Entries pointing to named objects
----------------------------------------

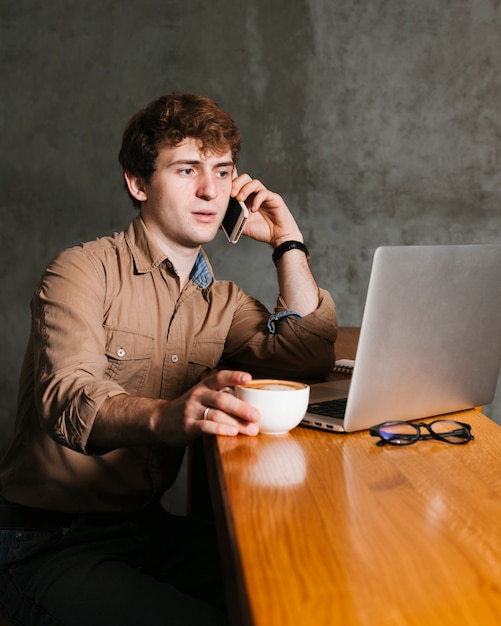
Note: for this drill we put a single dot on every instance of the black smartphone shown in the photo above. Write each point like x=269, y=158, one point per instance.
x=234, y=220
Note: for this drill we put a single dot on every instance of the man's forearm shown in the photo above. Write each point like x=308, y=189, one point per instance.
x=297, y=285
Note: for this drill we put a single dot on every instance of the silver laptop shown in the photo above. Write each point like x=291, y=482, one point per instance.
x=430, y=339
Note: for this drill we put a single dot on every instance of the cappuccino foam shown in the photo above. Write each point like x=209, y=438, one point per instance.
x=274, y=385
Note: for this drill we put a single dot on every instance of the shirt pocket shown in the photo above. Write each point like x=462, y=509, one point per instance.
x=204, y=356
x=130, y=356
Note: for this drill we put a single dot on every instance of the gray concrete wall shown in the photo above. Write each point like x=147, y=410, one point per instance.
x=378, y=121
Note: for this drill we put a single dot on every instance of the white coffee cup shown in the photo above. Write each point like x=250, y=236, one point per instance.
x=282, y=403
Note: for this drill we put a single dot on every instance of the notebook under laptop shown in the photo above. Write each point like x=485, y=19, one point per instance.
x=430, y=339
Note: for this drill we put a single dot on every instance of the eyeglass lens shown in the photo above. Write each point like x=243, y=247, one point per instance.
x=405, y=433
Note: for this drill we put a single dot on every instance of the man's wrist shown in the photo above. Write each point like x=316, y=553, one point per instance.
x=286, y=246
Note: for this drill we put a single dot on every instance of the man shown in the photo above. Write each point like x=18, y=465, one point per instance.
x=133, y=342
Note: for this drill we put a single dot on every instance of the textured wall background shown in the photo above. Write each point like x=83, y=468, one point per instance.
x=378, y=121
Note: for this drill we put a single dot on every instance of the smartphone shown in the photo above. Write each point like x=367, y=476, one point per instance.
x=234, y=220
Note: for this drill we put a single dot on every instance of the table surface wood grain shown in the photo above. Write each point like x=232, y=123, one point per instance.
x=323, y=528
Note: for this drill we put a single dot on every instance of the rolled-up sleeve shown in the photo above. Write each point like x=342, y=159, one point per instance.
x=69, y=348
x=296, y=347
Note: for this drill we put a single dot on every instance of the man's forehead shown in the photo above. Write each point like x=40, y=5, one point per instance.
x=191, y=149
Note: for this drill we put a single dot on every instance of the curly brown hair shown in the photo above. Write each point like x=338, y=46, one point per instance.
x=169, y=120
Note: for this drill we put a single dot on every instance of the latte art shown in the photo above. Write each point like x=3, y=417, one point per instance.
x=274, y=385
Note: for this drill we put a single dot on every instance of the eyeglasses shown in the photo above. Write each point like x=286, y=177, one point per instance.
x=404, y=433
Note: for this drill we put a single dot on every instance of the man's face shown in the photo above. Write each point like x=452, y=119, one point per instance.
x=188, y=194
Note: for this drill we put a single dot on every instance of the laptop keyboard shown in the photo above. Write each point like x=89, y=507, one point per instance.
x=329, y=408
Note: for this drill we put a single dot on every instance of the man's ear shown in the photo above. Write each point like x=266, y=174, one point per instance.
x=136, y=186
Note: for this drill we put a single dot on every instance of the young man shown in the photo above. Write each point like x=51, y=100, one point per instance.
x=132, y=342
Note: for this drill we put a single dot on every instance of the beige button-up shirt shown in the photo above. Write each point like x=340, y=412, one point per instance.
x=108, y=317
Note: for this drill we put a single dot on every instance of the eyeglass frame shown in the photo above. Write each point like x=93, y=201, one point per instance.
x=375, y=431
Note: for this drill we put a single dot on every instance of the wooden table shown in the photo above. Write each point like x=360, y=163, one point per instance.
x=323, y=529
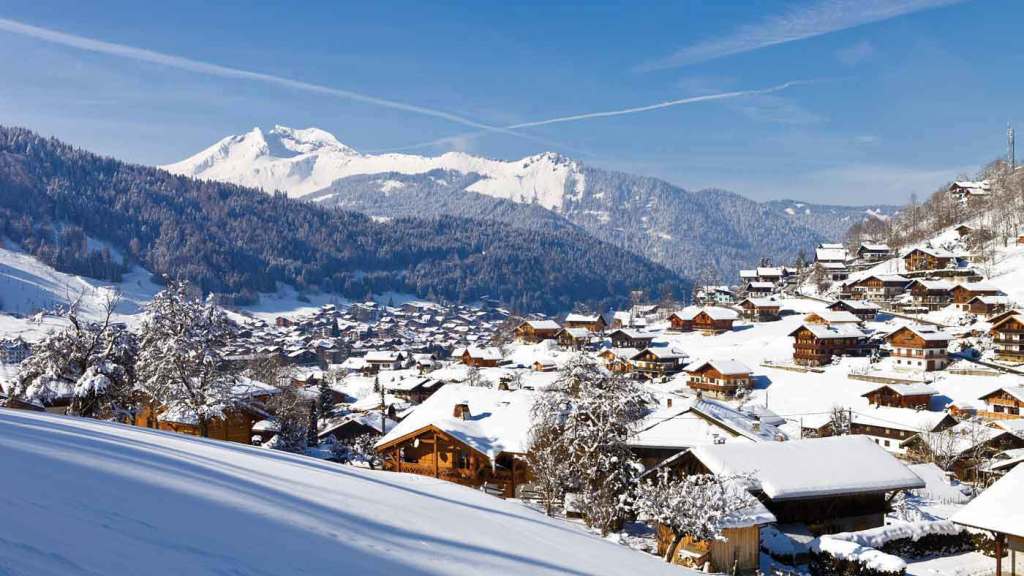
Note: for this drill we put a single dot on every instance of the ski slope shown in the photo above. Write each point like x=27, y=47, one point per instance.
x=84, y=497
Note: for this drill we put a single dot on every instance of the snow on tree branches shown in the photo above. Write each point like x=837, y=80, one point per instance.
x=697, y=506
x=180, y=368
x=579, y=440
x=90, y=364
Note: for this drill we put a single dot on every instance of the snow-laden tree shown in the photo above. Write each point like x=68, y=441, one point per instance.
x=294, y=414
x=696, y=506
x=93, y=363
x=179, y=365
x=579, y=439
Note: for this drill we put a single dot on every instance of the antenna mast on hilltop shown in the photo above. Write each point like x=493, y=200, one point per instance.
x=1011, y=156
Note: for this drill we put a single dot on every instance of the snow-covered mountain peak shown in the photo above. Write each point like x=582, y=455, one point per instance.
x=303, y=161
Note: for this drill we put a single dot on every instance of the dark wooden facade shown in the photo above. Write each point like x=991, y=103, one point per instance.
x=1008, y=336
x=431, y=451
x=811, y=350
x=1001, y=405
x=919, y=259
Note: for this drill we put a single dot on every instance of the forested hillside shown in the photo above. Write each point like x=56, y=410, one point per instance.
x=238, y=242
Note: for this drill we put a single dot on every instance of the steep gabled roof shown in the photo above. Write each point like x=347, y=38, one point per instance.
x=811, y=468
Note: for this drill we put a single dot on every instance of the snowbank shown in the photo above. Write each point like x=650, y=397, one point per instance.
x=87, y=497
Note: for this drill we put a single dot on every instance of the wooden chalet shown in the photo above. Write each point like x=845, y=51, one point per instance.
x=965, y=291
x=710, y=320
x=654, y=362
x=532, y=331
x=346, y=428
x=719, y=377
x=471, y=436
x=480, y=357
x=931, y=294
x=574, y=338
x=630, y=338
x=965, y=191
x=1008, y=336
x=829, y=318
x=879, y=288
x=901, y=396
x=759, y=289
x=864, y=310
x=617, y=360
x=589, y=322
x=873, y=252
x=667, y=432
x=1004, y=404
x=920, y=259
x=998, y=510
x=836, y=484
x=832, y=253
x=921, y=347
x=737, y=552
x=818, y=345
x=760, y=310
x=891, y=427
x=385, y=360
x=235, y=424
x=968, y=447
x=987, y=305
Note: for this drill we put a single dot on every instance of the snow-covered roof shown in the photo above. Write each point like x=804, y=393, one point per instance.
x=812, y=467
x=837, y=317
x=480, y=353
x=907, y=389
x=498, y=421
x=587, y=318
x=999, y=508
x=927, y=333
x=830, y=253
x=371, y=420
x=899, y=418
x=1016, y=392
x=727, y=367
x=662, y=353
x=834, y=331
x=873, y=247
x=543, y=324
x=715, y=313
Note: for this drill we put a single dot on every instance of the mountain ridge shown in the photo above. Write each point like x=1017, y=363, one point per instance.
x=710, y=234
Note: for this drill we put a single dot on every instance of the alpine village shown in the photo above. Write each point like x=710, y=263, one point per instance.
x=454, y=365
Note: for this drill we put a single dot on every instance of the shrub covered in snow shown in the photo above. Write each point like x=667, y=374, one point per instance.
x=832, y=557
x=913, y=539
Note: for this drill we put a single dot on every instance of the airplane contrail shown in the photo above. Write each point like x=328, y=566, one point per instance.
x=658, y=106
x=610, y=113
x=142, y=54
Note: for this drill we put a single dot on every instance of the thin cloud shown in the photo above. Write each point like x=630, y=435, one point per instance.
x=171, y=60
x=658, y=106
x=610, y=113
x=824, y=16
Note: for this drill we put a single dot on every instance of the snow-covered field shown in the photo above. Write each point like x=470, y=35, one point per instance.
x=83, y=497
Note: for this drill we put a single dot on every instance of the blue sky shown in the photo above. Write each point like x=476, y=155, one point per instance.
x=890, y=97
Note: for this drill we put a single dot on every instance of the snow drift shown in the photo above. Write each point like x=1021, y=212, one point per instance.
x=86, y=497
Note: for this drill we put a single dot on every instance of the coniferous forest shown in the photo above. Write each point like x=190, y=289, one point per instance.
x=238, y=242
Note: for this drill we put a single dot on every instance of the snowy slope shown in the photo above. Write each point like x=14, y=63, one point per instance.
x=29, y=287
x=88, y=497
x=301, y=162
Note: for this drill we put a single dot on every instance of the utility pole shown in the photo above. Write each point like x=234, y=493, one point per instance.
x=377, y=384
x=1011, y=154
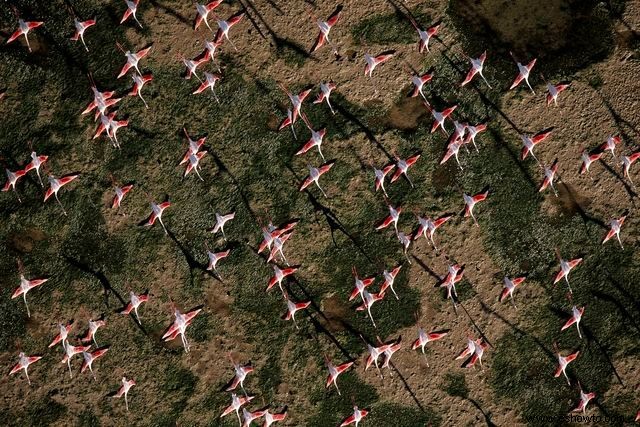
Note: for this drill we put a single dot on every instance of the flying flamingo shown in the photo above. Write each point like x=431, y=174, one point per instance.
x=138, y=83
x=626, y=162
x=424, y=34
x=210, y=80
x=325, y=28
x=119, y=196
x=12, y=181
x=221, y=220
x=325, y=93
x=156, y=214
x=565, y=269
x=62, y=334
x=373, y=61
x=225, y=26
x=389, y=278
x=523, y=73
x=477, y=65
x=529, y=143
x=35, y=164
x=510, y=285
x=563, y=361
x=202, y=13
x=576, y=317
x=428, y=227
x=360, y=284
x=392, y=218
x=179, y=326
x=94, y=325
x=549, y=176
x=133, y=59
x=241, y=372
x=89, y=358
x=132, y=8
x=26, y=286
x=358, y=415
x=402, y=167
x=368, y=299
x=315, y=174
x=236, y=403
x=470, y=202
x=292, y=308
x=23, y=30
x=134, y=303
x=585, y=398
x=81, y=27
x=554, y=90
x=334, y=372
x=23, y=364
x=70, y=351
x=424, y=338
x=380, y=175
x=616, y=225
x=124, y=390
x=278, y=276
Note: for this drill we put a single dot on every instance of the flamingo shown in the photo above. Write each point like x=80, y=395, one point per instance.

----------------------------------------

• Problem requirements: Retype word for word the lines starting with the line that contains "y=155, one point per instance." and going on through the line that contains "x=301, y=162".

• Task response:
Note: for this drill we put a single dot on every instance of the blue sky shown in the photo above. Write each point like x=476, y=155, one point per instance.
x=890, y=97
Note: for this drill we put a single dot on every instance of the snow drift shown in the photo above. Write each point like x=1021, y=212, one point per instance.
x=86, y=497
Note: for this drill we put a single dot on every instance of the coniferous forest shown in the photo above. Write each point like x=190, y=289, one point per instance.
x=238, y=242
Note: for this drill we put a single dot on every instance of the snowy slope shown in the photo above. Write each point like x=14, y=63, one point per instance.
x=29, y=287
x=88, y=497
x=301, y=162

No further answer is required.